■ Problem to work on
Copy out everything from the line containing "In this photo, each instance of the eroded" down to the line containing "In this photo, each instance of the tree", both of those lines included, with no changes.

■ Listing
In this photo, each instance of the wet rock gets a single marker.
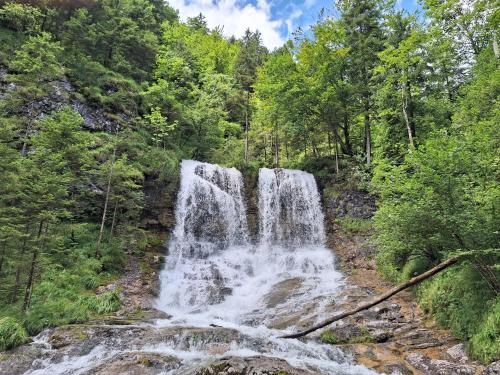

...

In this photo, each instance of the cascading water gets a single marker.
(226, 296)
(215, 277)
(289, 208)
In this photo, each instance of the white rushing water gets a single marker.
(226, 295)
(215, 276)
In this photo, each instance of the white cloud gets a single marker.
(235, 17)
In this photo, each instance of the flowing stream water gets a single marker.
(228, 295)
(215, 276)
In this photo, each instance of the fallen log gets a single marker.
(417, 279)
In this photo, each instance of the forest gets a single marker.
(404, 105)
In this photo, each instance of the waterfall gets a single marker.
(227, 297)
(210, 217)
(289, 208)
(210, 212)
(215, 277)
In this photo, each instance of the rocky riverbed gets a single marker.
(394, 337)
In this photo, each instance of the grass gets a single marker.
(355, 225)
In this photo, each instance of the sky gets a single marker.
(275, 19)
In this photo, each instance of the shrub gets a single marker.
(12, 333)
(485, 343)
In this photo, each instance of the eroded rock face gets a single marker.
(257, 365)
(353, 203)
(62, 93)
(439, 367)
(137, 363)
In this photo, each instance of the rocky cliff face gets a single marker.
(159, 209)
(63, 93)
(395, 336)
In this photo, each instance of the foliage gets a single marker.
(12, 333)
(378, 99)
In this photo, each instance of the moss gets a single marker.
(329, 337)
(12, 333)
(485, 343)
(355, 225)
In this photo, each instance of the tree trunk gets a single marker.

==

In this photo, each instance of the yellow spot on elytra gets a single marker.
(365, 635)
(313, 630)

■ Written response
In this photo, each instance of the eroded rock face gets a single marker.
(257, 365)
(353, 203)
(62, 93)
(439, 367)
(137, 363)
In this photo, each instance of the rocky cliff face gets a single marker.
(159, 209)
(63, 93)
(395, 336)
In this photo, each instance of the foliage gets a single marker.
(12, 333)
(378, 99)
In this photo, each instance of the moss gets a single marker.
(329, 337)
(12, 333)
(485, 343)
(355, 225)
In this photo, each instance of the tree trunk gets a single marker.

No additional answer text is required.